■ Given text:
The biology of ovarian cancers discovered at an early stage may slow their growth and less likely to spread than more aggressive cancers, which typically are discovered in an advanced stage, according to a study led by investigators in the Duke Comprehensive Cancer Center in Durham, N.C. This finding has implications for the question of whether screening for ovarian cancer could save lives.
The researchers, who published their results in the March 24 issue of Clinical Cancer Research, said that the study showed that the ovarian cancers currently detected at an early stage have gene expression profiles that correlate with favorable outcome, rather than being representative of the entire spectrum of disease aggressiveness.
"This highlights the potential challenges of developing a screening test for this disease, because earlier detection of aggressive cases is essential if screening is to reduce ovarian cancer deaths," said Andrew Berchuck, MD, a gynecologic oncologist at Duke and lead investigator.
The results of this study and the implications for screening as an approach to decreasing mortality parallel the challenges seen in lung cancer and prostate cancer, the authors wrote. In those cancers, while screening approaches based on radiological imaging and/or blood markers detect cancers, it remains unclear whether cancer-related deaths are prevented because screening preferentially detects more benign cancers that are much less likely to be fatal, Berchuck said.
Although there is currently no approved ovarian cancer screening test for the general population, the CA125 blood test and transvaginal ultrasound imaging currently are being evaluated in clinical trials.

■ Information provided:

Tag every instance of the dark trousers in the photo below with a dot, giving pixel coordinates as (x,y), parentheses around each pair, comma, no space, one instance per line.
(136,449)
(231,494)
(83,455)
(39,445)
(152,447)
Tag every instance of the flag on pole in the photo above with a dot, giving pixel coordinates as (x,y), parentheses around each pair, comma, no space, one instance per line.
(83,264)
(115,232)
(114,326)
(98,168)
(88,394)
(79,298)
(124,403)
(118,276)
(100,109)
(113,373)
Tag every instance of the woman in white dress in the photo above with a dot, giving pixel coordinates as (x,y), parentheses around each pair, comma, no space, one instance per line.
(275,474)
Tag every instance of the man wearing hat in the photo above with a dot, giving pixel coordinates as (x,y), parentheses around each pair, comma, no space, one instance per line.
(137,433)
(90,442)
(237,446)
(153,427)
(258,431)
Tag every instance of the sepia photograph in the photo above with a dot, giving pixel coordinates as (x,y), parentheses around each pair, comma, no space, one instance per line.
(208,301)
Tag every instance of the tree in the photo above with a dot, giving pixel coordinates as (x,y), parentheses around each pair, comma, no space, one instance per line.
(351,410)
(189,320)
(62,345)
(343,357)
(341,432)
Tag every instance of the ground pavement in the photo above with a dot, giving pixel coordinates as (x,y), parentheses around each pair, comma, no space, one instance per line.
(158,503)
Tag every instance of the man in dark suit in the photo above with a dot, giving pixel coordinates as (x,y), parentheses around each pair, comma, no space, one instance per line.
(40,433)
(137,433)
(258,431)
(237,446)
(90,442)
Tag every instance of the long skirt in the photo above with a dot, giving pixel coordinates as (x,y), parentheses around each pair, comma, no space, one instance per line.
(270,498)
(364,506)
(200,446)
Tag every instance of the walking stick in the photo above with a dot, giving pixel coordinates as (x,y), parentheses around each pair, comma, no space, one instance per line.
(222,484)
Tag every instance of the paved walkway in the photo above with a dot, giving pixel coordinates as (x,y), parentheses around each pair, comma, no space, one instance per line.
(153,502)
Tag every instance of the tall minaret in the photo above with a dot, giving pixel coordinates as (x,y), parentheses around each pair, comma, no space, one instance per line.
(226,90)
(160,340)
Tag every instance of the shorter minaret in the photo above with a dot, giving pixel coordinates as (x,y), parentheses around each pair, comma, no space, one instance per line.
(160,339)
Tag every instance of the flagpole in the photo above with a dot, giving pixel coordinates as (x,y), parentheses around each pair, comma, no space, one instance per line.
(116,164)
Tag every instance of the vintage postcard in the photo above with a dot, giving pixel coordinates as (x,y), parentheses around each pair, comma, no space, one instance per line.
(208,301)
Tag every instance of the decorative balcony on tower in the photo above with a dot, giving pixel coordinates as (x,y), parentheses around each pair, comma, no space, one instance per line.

■ Problem:
Pick up the article on early-stage ovarian cancers and screening after its last sentence and keep writing it.

■ Written reply:
The researchers looked at gene expression patterns in 166 ovarian cancer tissue samples taken from patients who were treated at Duke, H. Lee Moffitt Cancer Center and Memorial Sloan-Kettering Cancer Center and from the Gynecologic Oncology Group Tumor Bank. They examined samples of advanced ovarian cancers from patients who had experienced long-term survival--more than seven years--and patients who had done extremely poorly, and died within three years of diagnosis.
The researchers used microarrays with about 22,000 probe sets to examine patterns of gene expression among the samples, and identified genes that were most predictive of survival.
"We found that certain patterns predicted long-term survival and others predicted a poorer prognosis in advanced stage cases," Berchuck said. "Cancers that were detected at an early stage almost always shared gene expression characteristics with advanced stage cases that were long-term survivors, suggesting a shared favorable biology."
The Gail Parkins Ovarian Cancer Research Fund and the National Institutes of Health funded the study.